● **TEXT TO READ**
## START
BP energy Jun14aThe annual BP Energy Statistics publication is a treasure trove of information for anyone interested in global energy markets.  One key area is the impact of today’s higher oil prices on consumption growth, as highlighted in the chart:

  • It starts from 1965, and shows consumption growth for oil (red line), gas (blue) and total energy (green)
  • Oil’s growth matched that of gas until the second oil crisis in 1979-85, after a wobble during the 1973-4 crisis
  • Gas continued to grow at a steady rate, but oil never regained the growth lost due to these price rises
  • Since 2005, oil has become steadily less competitive, due to its historically high price

This highlights the very long timelines which operate in the energy markets.  Once capacity has been installed, it tends to continue to operate.  Thus conversion to other forms of energy takes a long time to develop.  As former Shell CEO Peter Voser noted in April 2010, it takes 30 years for a new energy source to gain 1% of global markets:

Thus biofuels is only now reaching its 1% market share, after starting in 1980.  Wind, which began in Denmark and the USA in the mid-1980′s, is also on track to reach 1% by 2015.  Similarly nuclear power took from 1950-80 to become established”.
## END
● **GIVEN INSTRUCTION**
Answer these questions from the passage on BP energy statistics:
(a) What color is the line for gas in the chart?
(b) According to Peter Voser, how many years does a new energy source take to gain 1% of global markets?
(c) In what year did biofuels start?
The records have no role in this exercise.

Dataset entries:
## START
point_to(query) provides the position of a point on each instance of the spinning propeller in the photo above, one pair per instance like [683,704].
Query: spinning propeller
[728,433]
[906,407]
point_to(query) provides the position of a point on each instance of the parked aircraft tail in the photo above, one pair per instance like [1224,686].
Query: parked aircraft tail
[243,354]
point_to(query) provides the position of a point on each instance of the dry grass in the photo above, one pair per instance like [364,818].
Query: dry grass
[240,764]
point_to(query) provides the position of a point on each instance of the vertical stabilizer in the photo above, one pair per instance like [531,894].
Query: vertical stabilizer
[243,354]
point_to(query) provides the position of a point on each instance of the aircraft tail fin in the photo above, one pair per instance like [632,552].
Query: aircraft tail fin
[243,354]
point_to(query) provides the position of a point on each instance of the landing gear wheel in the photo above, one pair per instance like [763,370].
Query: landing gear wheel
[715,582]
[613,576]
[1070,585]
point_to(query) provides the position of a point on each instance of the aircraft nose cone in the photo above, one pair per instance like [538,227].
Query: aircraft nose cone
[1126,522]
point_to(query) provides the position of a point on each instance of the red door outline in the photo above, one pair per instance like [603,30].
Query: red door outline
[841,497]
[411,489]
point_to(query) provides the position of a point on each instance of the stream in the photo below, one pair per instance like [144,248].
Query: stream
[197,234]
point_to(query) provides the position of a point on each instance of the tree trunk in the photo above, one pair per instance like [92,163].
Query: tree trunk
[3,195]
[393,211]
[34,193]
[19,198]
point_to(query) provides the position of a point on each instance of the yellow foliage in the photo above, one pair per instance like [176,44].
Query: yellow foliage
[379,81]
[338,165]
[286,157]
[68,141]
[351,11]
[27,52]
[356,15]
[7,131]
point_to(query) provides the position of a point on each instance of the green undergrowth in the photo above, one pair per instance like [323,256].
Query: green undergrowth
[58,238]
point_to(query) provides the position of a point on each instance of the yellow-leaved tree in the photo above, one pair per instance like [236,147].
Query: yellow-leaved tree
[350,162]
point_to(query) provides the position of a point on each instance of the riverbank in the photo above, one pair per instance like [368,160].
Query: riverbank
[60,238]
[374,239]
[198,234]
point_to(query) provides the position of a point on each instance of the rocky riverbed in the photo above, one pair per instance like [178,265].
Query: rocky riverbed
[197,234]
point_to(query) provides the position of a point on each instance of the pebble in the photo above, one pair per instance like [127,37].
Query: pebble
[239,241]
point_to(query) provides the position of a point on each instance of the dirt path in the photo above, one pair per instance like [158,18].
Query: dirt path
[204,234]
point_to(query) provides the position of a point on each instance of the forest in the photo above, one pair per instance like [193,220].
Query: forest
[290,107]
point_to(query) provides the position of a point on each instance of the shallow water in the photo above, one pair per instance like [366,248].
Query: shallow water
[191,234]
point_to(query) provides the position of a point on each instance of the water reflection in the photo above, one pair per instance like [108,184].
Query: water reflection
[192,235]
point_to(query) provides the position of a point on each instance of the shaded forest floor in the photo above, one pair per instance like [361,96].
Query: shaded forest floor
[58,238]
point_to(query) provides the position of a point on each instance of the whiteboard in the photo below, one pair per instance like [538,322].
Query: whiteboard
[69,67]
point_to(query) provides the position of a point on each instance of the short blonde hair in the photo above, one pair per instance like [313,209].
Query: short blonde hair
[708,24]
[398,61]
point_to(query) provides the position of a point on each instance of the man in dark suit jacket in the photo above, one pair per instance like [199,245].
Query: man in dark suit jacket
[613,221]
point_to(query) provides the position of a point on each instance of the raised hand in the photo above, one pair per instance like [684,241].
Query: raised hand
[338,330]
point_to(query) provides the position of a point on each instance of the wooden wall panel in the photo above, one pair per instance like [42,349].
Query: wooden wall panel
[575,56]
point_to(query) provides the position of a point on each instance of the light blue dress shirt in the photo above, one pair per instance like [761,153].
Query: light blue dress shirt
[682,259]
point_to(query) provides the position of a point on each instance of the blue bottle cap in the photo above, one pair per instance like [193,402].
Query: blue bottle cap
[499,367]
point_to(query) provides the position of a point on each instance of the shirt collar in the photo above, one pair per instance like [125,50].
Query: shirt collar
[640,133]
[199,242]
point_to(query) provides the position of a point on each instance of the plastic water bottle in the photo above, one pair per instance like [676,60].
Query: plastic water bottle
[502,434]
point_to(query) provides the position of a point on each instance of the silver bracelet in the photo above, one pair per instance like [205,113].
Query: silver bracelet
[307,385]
## END
● **RESULT FOR THIS EXERCISE**
(a) Blue
(b) 30 years
(c) 1980